- Excerpt provided
+++++

Photo: Courtesy of Hell’s Kitchen Farm Project

HKFP began with the idea that there aren’t adequate healthy food options in Hell’s Kitchen. All the produce the farm harvests goes to the Rauschenbush Metro Ministries Food Pantry in the building downstairs, one of the initial inspirations for the project. Four organizations– the Clinton Housing Development Company, the Metro Baptist Church, the Rauschenbush Metro Ministries, and the Metropolitan Community Church– collaborated on their shared vision to found the rooftop in 2010. “There weren’t many free affordable vegetables and fruits, so they decided they wanted to do something about it,” Priscila Garcia, a biochemistry college student from Kentucky interning at the farm project for the summer, told Garden Collage on a sunny Saturday morning at the end of her shift.

“There’s a lot of food around, but not a lot of it is good nutritionally, and when it is, it’s very expensive,” Garcia said. “Why would you spend eight dollars on a salad when you could spend two dollars on a pizza and be full?”

Photo: Courtesy of Hell’s Kitchen Farm Project

The slim options make healthy eating difficult, if not nearly impossible. “7 to 14% of people reported that they consumed NO fruit or vegetables the previous day,” HKFP states on its website. Additionally, New York City’s food insecurity rate is six percent higher than the national rate, a sign on the fourth-floor states in a spot that visitors see right before climbing the final floor to the roof.

The HKFP project is meant to fill that gap. Volunteers come every day to water the plants, and then on Thursday and Saturday morning, different volunteers, who are either from the neighborhood or who found out about the project online, come to tend to the garden–  harvesting, cleaning, weeding, and planting.

+++++

- Data section
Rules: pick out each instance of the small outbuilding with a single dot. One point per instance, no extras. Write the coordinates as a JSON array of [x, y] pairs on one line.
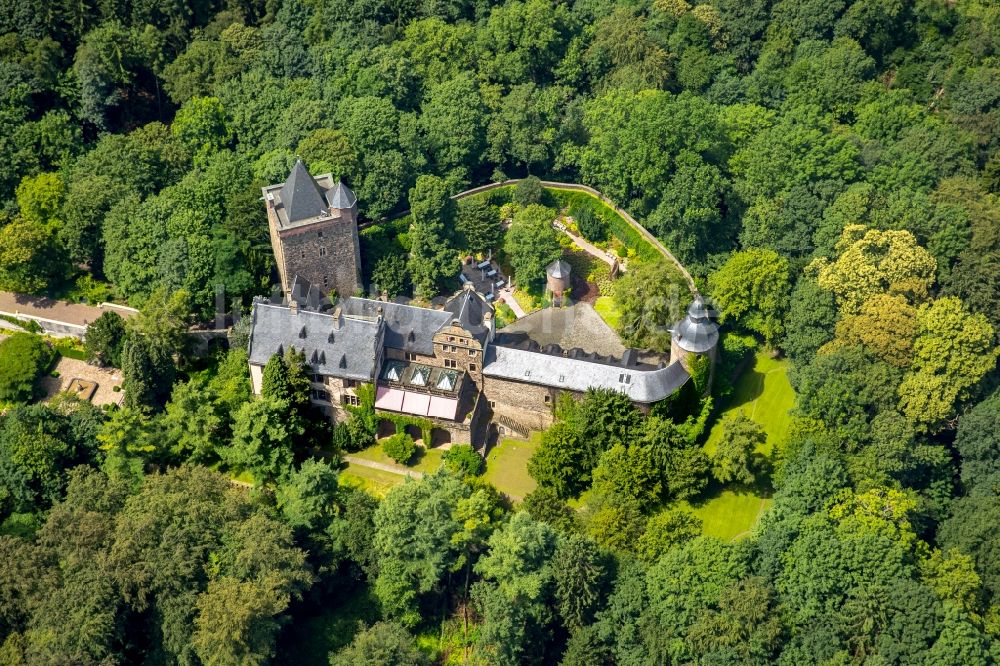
[[557, 277]]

+++++

- Exercise directions
Using the excerpt on the Hell's Kitchen Farm Project, explain in one to three sentences why the rooftop farm was founded.

- Complete output
The farm began from the view that Hell's Kitchen lacked adequate healthy food options. There weren't many free or affordable vegetables and fruits, so the founding organizations decided to do something about it. All of the farm's produce goes to the Rauschenbush Metro Ministries Food Pantry downstairs, which was one of the project's initial inspirations.